İnsan ne öğrenirse, o olur, genellikle.

Altuğ Doğukan Çan

Yazabilmek İçin Var Olmak

   Az önce karar verdim, iyi kötü her anımı paylaşacağım artık. Ne olursa olsun, içini başka türlü rahatlatamıyor insan, derdini durumunu anlatacak yer, anlatacak zaman, anlatacak insan bulamıyor. Zaman olmadığından yoktum zaten ben de. Ama geldim. Yazmak beni dinlendirdiği için geldim. Yazmaya devam ediyorum, her şeye ve herkese rağmen. Yazmak rahatlatıyor çünkü insanı, bir yere yazmak, insanların yazdığınızı gördüğünü bilmek, bunların hepsi rahatlatıcı, en az konuşmuş kadar oluyorum çünkü, bu yüzden yazıyorum.
Hep yazacağım, teşekkürler...

Altuğ Doğukan Çan

26 Eylül 2012 Çarşamba

Kader

   Dünyanın kareleri detayları oluşturur ve piksellere ayırır. Her piksel kareye bir hayat, bir kader yerleştirilmiştir. Bu piksel kareler birbirine bağlıdır sıkı ve kalın halatlarla. İşte burada birleşir kaderler de, hayatlar da, burada kesişir, birbirlerinin karşısına burada çıkarlar. Her insan bir karedir, her hayat bir yere yerleştirilir ve bundan sonra başlar hikayeler.

   Eğer siz de bir karede yer alıyorsanız -ki alıyorsunuz- sizin de bir hikayeniz var. Hikayeniz bulunduğunuz yere göre değişmez, kaderinize göre değişir. Bir yerde güneş doğarken diğer tarafa sürekli karanlık çöker daha güneş bile doğmadan. Ama işte burada bozuluyor denge ve kader başlıyor; bazen aynı yerde olsanız bile kaderiniz kara ise zaten size güneş doğmuyor, güneşi batmayan bir yerlerde dahi olsanız. Bulunduğumuz yere göre değil yani hikayemiz, ışığımız, kaderimizin rengine göre.

» **Veri Kesiti**:
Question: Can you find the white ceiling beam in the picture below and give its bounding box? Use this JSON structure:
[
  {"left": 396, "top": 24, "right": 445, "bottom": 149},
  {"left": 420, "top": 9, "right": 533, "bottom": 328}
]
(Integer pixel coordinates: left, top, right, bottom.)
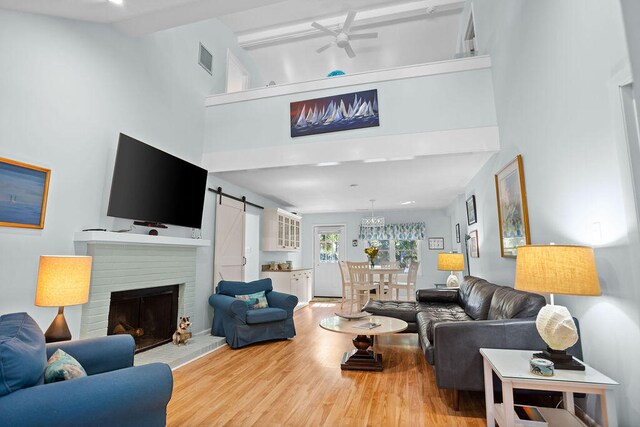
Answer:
[
  {"left": 202, "top": 126, "right": 500, "bottom": 172},
  {"left": 238, "top": 0, "right": 464, "bottom": 49}
]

» **Ne İsteniyor**:
Yukarıdaki verilen metni hiçbir harfini değiştirmeden, baştan sona olduğu gibi yeniden yaz.

» **Tam Çıktı**:
İnsan ne öğrenirse, o olur, genellikle.

Altuğ Doğukan Çan

Yazabilmek İçin Var Olmak

   Az önce karar verdim, iyi kötü her anımı paylaşacağım artık. Ne olursa olsun, içini başka türlü rahatlatamıyor insan, derdini durumunu anlatacak yer, anlatacak zaman, anlatacak insan bulamıyor. Zaman olmadığından yoktum zaten ben de. Ama geldim. Yazmak beni dinlendirdiği için geldim. Yazmaya devam ediyorum, her şeye ve herkese rağmen. Yazmak rahatlatıyor çünkü insanı, bir yere yazmak, insanların yazdığınızı gördüğünü bilmek, bunların hepsi rahatlatıcı, en az konuşmuş kadar oluyorum çünkü, bu yüzden yazıyorum.
Hep yazacağım, teşekkürler...

Altuğ Doğukan Çan

26 Eylül 2012 Çarşamba

Kader

   Dünyanın kareleri detayları oluşturur ve piksellere ayırır. Her piksel kareye bir hayat, bir kader yerleştirilmiştir. Bu piksel kareler birbirine bağlıdır sıkı ve kalın halatlarla. İşte burada birleşir kaderler de, hayatlar da, burada kesişir, birbirlerinin karşısına burada çıkarlar. Her insan bir karedir, her hayat bir yere yerleştirilir ve bundan sonra başlar hikayeler.

   Eğer siz de bir karede yer alıyorsanız -ki alıyorsunuz- sizin de bir hikayeniz var. Hikayeniz bulunduğunuz yere göre değişmez, kaderinize göre değişir. Bir yerde güneş doğarken diğer tarafa sürekli karanlık çöker daha güneş bile doğmadan. Ama işte burada bozuluyor denge ve kader başlıyor; bazen aynı yerde olsanız bile kaderiniz kara ise zaten size güneş doğmuyor, güneşi batmayan bir yerlerde dahi olsanız. Bulunduğumuz yere göre değil yani hikayemiz, ışığımız, kaderimizin rengine göre.